## [Material proporcionado]

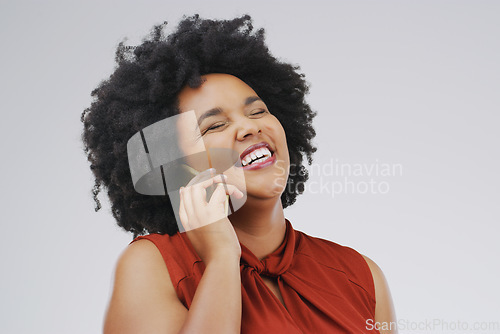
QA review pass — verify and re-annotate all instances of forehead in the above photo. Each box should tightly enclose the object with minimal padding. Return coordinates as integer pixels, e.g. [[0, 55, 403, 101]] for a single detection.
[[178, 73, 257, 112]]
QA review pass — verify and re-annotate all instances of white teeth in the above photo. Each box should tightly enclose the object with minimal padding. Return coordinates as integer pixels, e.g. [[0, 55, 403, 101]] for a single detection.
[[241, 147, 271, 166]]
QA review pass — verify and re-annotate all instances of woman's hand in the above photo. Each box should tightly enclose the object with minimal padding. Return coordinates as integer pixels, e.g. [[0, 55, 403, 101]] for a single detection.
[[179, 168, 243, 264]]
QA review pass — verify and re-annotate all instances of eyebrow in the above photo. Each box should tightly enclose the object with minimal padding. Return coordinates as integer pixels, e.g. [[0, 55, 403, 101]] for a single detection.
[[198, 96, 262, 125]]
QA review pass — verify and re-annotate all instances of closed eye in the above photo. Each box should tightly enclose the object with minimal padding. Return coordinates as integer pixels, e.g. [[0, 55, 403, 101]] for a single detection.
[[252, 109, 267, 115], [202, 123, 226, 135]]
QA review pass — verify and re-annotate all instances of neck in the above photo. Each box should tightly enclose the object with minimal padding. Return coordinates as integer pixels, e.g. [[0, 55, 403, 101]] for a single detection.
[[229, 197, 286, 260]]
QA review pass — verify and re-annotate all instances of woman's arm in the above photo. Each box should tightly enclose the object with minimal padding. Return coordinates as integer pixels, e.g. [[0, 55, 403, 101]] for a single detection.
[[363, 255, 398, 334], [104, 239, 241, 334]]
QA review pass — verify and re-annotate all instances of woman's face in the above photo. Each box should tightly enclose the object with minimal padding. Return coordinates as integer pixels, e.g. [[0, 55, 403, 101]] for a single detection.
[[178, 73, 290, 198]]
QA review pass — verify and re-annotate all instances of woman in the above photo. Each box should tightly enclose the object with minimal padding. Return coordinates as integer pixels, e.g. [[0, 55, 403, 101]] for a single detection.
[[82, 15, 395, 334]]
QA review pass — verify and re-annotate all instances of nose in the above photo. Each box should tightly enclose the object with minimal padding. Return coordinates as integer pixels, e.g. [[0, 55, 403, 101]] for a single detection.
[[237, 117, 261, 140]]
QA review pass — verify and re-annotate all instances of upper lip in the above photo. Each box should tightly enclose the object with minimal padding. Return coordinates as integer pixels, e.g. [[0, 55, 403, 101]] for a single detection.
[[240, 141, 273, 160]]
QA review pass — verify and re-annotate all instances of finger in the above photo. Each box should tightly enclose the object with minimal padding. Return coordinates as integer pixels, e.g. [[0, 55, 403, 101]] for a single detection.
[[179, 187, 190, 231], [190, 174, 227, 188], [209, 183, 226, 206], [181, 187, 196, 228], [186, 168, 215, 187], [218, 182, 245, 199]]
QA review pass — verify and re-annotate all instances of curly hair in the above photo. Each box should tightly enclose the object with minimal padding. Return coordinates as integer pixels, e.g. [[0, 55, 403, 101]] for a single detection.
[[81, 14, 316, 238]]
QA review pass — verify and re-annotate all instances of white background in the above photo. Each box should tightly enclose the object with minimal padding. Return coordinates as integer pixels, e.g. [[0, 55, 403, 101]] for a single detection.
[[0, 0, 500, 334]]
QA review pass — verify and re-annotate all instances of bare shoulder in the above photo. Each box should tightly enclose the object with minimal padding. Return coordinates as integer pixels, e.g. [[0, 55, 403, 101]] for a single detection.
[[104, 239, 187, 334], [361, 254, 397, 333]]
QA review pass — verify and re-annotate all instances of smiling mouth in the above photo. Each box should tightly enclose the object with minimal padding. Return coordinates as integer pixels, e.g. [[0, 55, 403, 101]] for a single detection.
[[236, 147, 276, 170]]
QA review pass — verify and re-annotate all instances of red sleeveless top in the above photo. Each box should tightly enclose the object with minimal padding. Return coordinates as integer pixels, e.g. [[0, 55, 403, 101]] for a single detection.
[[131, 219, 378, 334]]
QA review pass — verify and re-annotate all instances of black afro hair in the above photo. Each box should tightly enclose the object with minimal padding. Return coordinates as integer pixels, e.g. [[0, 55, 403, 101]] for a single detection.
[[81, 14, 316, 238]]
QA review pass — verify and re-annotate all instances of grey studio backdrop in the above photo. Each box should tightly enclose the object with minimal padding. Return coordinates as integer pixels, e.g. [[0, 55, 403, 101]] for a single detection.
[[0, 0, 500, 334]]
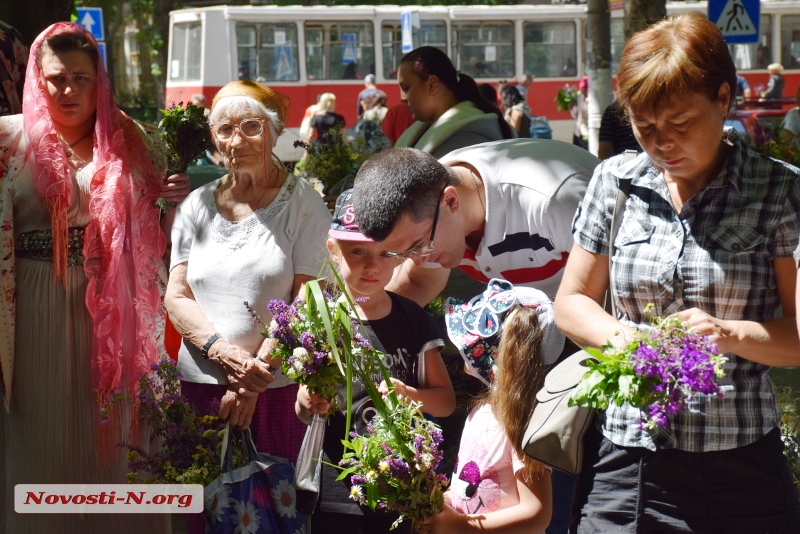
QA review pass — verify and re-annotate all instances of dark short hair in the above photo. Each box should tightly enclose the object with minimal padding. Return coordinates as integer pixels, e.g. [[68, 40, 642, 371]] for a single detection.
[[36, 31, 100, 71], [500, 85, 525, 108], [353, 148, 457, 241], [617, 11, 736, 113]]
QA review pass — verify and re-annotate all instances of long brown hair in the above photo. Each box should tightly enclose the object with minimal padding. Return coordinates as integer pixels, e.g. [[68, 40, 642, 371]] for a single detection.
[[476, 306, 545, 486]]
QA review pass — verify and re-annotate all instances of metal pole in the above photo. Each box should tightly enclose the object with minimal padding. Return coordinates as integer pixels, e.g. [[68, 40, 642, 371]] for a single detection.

---

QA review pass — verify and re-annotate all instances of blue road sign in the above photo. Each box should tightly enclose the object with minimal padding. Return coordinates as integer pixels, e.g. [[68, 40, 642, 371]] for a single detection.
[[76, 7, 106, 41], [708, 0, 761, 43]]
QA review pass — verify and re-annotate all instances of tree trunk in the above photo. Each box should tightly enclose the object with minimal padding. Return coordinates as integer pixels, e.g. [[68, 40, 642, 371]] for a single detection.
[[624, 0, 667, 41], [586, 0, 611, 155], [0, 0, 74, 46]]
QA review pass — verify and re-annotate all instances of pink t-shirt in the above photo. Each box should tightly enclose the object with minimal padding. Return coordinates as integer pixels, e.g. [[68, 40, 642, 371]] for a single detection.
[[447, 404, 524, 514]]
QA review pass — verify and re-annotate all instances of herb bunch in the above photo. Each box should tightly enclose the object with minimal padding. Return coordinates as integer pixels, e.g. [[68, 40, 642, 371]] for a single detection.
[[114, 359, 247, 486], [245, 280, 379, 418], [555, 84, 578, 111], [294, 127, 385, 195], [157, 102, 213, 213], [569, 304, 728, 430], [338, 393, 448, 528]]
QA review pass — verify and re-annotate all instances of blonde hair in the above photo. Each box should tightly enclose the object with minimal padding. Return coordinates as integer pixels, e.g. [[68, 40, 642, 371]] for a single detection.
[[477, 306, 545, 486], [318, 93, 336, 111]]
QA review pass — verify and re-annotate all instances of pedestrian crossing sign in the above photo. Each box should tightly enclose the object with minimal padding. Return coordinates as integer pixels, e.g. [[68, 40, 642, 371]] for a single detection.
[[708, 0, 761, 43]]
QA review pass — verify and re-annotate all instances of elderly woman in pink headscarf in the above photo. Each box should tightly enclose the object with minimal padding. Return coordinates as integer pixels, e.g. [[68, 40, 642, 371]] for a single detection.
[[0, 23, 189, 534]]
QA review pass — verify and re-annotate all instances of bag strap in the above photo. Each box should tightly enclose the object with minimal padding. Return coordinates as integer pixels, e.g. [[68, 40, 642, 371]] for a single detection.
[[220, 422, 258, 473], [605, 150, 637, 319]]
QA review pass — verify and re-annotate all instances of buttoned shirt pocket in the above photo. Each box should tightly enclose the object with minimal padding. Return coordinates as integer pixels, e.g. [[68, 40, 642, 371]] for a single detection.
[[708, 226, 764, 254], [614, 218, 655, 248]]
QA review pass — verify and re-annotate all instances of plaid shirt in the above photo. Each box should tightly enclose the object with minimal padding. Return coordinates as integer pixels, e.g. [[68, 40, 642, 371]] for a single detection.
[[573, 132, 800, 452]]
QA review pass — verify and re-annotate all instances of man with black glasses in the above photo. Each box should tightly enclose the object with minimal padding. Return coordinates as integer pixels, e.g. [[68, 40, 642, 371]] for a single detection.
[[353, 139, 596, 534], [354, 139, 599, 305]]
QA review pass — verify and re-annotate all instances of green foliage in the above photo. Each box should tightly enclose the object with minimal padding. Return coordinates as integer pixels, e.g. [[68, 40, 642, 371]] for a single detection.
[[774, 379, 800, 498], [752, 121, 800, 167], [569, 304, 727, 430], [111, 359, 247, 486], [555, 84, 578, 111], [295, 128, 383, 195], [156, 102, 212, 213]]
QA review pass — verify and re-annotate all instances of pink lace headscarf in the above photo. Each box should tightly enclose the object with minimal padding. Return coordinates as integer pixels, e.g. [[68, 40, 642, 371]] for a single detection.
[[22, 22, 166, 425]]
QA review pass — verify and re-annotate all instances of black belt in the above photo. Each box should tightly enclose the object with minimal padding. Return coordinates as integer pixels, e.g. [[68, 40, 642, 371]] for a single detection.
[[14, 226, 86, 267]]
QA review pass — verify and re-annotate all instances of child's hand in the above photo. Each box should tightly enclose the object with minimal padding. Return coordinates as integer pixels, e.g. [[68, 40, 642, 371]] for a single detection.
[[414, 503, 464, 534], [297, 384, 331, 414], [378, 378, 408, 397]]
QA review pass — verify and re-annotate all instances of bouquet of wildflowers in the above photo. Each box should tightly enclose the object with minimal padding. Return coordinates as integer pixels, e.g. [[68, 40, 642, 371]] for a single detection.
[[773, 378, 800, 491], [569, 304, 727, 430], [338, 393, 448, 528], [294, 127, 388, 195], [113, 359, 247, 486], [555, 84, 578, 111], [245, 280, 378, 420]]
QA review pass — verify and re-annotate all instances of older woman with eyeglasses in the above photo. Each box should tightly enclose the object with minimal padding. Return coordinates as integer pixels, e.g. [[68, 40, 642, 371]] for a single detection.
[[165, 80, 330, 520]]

--

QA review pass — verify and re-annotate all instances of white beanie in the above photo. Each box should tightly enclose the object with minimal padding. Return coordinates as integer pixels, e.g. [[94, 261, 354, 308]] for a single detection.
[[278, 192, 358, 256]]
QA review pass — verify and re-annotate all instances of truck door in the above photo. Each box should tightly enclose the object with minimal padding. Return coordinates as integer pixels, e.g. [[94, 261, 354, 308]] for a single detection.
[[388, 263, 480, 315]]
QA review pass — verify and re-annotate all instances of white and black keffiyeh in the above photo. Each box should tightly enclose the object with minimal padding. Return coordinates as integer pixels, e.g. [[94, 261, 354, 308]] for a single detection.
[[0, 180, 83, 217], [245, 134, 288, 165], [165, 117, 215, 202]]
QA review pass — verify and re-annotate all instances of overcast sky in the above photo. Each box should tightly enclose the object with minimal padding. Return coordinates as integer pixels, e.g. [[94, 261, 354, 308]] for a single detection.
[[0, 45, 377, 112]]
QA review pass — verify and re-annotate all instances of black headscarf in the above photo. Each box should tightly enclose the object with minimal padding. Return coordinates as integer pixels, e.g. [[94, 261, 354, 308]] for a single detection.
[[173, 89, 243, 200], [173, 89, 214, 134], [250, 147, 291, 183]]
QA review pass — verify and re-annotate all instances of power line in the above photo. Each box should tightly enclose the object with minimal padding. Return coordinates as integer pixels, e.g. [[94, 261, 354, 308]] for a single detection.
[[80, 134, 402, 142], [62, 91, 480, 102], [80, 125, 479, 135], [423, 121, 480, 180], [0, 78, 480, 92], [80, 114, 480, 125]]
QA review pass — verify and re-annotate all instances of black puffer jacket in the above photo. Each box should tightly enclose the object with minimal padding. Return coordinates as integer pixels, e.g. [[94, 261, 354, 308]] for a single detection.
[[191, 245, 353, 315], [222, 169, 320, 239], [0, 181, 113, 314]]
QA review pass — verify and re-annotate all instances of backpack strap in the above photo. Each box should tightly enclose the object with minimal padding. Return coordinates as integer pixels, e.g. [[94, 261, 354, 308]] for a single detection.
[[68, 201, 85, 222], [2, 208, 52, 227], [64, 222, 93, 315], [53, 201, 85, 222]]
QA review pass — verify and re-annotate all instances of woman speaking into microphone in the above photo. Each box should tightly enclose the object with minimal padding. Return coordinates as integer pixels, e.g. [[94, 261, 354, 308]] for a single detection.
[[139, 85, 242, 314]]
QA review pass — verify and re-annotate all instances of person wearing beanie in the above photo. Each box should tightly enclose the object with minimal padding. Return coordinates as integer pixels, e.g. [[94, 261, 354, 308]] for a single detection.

## [Por hacer]
Reformula como CSV de dos columnas, «texto» y «respuesta», la parte que abre con la línea que contiene "QA review pass — verify and re-annotate all instances of herb" y cierra con la que contiene "[[477, 306, 545, 486], [318, 93, 336, 111]]", ambas incluidas. Usa una fila por entrada, con cada campo entre comillas y los saltos de línea convertidos en espacios.

## [Resultado]
texto,respuesta
"QA review pass — verify and re-annotate all instances of herb bunch in the above photo. Each box should tightly enclose the object with minimal padding. Return coordinates as integer pixels, e.g. [[68, 40, 642, 371]] for a single detection.","[[114, 359, 247, 486], [245, 280, 379, 418], [555, 84, 578, 111], [294, 127, 385, 195], [157, 102, 213, 213], [569, 304, 728, 430], [338, 393, 448, 528]]"
"QA review pass — verify and re-annotate all instances of blonde hair in the above photo. Each box should tightly enclose the object with minimal padding. Return coordinates as integer pixels, e.g. [[68, 40, 642, 371]] for a single detection.","[[477, 306, 545, 486], [318, 93, 336, 111]]"